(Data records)
·····

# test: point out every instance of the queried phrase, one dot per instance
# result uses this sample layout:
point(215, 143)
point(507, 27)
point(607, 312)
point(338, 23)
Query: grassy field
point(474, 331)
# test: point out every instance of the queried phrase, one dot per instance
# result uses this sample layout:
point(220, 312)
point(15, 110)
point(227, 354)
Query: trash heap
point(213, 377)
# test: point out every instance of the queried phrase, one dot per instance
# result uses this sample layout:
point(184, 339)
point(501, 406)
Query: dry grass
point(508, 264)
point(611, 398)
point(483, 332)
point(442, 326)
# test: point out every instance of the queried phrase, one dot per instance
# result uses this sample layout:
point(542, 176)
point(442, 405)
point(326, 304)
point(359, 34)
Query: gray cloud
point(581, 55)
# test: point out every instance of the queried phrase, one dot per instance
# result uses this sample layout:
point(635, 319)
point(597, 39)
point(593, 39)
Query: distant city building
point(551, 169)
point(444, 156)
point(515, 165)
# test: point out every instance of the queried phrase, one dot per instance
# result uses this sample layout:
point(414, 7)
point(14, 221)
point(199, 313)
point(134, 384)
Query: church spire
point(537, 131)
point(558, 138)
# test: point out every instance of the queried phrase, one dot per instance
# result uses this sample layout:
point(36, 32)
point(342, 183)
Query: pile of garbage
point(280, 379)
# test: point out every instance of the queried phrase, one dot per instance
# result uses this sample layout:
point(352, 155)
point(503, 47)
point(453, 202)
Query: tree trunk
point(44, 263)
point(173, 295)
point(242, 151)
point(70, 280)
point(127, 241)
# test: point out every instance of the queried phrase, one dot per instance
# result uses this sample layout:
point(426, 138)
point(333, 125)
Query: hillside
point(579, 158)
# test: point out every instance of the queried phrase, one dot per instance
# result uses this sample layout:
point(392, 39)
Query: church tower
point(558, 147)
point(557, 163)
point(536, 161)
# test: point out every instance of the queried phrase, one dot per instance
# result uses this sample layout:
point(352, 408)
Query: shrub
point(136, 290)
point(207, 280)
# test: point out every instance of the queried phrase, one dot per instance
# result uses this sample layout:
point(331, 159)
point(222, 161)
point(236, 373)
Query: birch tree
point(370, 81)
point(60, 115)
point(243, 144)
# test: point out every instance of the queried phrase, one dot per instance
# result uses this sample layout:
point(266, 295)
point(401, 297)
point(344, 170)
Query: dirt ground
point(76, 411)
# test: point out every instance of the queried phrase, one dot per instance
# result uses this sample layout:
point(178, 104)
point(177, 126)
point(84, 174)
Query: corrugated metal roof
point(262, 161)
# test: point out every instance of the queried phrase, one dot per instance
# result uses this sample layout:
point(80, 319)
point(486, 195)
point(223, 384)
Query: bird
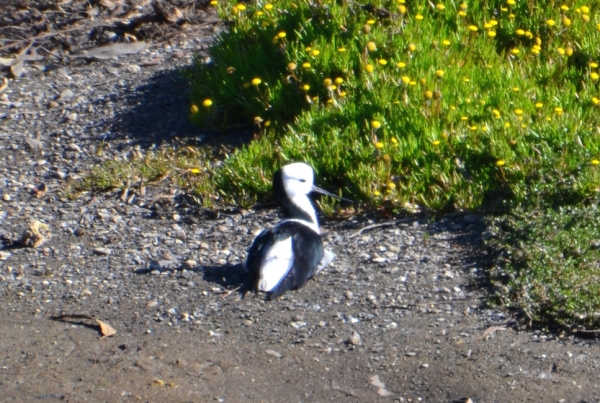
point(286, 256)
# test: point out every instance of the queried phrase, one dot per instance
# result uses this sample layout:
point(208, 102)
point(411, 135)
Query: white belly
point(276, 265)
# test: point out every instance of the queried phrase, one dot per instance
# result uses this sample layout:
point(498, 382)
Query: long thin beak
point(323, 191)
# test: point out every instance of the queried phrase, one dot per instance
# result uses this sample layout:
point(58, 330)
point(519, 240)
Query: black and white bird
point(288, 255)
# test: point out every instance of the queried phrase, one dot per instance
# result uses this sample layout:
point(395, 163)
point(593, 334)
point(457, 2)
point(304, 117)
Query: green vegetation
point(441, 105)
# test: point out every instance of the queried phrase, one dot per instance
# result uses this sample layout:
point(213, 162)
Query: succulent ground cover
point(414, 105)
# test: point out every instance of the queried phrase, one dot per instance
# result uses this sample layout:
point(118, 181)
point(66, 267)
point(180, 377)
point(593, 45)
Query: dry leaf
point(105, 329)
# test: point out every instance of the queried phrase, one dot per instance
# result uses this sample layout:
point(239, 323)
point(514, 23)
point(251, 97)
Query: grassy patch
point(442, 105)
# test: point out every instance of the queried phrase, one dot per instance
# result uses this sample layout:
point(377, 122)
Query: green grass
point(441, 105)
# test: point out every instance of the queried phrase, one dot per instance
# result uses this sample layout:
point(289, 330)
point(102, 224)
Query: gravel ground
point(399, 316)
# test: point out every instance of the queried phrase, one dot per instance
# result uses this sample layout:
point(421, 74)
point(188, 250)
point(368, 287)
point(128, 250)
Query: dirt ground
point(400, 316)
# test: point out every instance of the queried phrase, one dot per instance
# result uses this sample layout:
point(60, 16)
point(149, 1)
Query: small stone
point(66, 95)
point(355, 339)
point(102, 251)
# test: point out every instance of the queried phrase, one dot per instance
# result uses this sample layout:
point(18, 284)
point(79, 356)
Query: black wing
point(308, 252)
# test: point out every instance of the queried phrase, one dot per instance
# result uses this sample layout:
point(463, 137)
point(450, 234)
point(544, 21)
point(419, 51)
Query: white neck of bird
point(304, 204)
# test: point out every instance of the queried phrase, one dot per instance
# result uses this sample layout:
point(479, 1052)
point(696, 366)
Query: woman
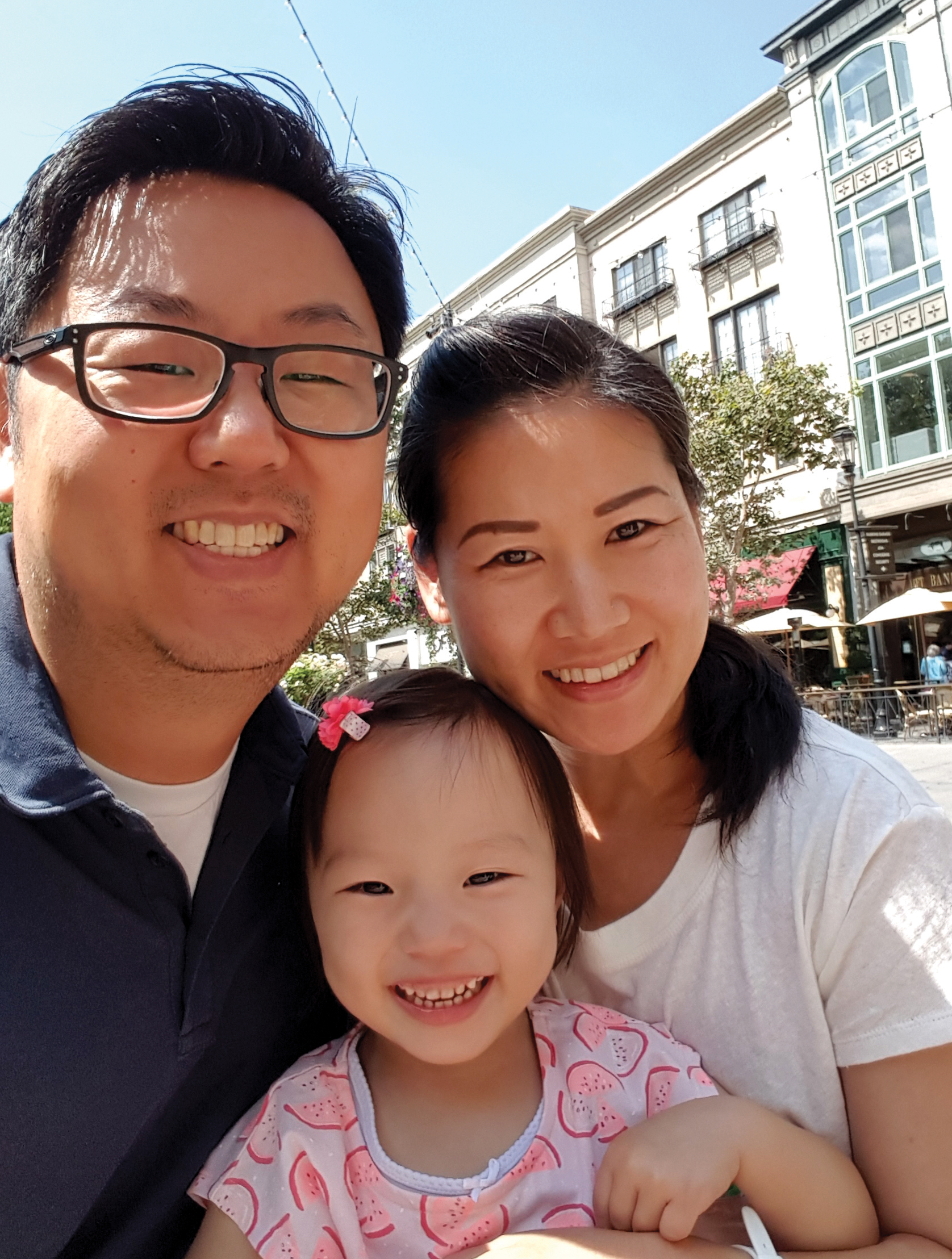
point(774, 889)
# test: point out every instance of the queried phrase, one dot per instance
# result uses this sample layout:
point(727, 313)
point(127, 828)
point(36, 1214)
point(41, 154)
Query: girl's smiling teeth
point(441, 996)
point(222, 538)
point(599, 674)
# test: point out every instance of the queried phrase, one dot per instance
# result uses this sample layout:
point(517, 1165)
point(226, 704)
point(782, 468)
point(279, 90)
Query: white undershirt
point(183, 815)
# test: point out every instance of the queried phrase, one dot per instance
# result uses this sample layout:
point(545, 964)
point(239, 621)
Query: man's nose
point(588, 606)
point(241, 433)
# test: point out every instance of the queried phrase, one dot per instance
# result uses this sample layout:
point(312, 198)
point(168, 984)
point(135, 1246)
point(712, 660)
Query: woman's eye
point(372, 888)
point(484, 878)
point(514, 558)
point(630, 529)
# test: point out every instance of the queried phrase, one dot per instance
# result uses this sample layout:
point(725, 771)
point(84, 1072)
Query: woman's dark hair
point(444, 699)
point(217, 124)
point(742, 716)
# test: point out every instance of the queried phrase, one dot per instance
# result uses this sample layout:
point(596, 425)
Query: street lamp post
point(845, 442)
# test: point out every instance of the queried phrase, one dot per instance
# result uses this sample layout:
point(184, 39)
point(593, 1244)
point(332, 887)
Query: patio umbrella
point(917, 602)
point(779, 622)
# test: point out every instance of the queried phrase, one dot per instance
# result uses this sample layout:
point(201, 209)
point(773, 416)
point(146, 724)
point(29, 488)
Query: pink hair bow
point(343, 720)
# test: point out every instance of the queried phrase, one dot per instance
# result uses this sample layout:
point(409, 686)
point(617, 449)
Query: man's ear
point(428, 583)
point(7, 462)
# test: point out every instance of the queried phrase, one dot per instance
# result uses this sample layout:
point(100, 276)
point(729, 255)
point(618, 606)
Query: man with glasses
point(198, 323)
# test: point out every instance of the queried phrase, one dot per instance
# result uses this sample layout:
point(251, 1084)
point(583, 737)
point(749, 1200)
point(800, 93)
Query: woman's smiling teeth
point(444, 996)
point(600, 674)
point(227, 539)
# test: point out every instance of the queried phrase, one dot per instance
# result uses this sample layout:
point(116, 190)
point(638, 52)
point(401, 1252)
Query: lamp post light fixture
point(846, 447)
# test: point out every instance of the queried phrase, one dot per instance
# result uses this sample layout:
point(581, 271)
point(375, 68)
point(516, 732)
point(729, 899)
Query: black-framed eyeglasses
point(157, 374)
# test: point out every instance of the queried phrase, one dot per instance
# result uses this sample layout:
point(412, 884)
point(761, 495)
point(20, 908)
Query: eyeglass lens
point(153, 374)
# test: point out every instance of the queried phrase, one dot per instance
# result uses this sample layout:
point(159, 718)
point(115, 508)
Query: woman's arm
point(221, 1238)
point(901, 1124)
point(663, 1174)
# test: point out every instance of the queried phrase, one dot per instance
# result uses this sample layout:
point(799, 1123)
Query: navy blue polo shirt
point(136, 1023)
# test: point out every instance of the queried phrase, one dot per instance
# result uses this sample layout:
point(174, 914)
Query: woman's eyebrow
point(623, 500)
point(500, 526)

·····

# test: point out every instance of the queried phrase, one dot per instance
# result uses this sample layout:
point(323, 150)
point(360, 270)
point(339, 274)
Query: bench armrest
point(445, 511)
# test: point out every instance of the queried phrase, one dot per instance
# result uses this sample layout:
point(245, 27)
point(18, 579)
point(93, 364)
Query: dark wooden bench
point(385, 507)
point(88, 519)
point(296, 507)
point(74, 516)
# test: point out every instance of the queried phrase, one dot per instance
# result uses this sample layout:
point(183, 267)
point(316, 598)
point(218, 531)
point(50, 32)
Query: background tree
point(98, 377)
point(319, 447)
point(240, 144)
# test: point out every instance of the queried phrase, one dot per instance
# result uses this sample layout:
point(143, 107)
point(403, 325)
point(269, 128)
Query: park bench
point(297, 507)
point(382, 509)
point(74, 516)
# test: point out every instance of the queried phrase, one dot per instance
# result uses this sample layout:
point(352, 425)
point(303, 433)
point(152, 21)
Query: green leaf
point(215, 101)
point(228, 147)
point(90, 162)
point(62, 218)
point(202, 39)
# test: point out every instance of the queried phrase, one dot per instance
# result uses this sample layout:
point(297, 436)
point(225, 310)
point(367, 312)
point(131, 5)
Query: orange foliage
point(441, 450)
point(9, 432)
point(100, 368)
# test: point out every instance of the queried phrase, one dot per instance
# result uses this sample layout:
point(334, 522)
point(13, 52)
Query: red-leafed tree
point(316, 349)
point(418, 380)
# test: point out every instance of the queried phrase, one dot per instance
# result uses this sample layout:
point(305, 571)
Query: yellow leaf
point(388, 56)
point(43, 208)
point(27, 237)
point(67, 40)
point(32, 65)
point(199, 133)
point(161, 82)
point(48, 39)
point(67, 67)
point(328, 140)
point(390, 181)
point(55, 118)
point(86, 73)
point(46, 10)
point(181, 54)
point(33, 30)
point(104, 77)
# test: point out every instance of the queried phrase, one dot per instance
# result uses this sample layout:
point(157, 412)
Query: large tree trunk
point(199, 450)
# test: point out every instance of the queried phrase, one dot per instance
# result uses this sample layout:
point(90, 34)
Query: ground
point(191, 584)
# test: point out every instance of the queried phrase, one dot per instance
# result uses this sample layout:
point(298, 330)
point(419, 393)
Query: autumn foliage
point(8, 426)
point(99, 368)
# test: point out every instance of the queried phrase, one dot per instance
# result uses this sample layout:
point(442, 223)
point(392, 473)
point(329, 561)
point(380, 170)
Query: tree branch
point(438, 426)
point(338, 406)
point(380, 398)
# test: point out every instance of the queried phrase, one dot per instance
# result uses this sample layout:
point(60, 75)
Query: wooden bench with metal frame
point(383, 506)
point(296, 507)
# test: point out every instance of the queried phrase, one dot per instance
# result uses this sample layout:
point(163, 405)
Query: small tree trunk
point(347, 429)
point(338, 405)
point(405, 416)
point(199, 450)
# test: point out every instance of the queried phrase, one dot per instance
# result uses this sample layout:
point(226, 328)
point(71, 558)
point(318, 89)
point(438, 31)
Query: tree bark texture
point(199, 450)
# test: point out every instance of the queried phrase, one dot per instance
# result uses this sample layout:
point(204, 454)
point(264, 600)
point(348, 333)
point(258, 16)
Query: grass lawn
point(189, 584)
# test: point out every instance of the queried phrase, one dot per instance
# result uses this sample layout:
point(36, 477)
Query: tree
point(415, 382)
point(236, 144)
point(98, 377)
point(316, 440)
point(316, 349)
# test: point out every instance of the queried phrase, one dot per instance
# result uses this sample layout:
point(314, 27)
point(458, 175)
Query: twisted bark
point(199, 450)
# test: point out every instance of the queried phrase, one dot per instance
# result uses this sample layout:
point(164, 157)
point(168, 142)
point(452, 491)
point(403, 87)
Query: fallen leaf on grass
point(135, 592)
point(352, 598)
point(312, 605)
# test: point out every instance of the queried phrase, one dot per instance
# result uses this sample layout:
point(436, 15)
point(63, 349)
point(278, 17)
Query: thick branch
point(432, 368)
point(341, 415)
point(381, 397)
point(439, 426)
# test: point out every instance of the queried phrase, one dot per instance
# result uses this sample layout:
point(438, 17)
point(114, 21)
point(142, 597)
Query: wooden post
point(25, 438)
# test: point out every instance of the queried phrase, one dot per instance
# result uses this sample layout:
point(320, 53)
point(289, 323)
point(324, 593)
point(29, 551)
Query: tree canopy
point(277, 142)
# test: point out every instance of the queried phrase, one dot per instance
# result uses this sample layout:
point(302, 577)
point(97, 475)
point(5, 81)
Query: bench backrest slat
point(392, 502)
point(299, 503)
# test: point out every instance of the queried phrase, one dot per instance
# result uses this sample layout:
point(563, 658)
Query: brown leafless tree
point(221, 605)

·····

▸ **Directions**: Pull out every line above that contains the word "bark". Case counts.

▸ **Response to this task**:
Query: tree bark texture
Query: twisted bark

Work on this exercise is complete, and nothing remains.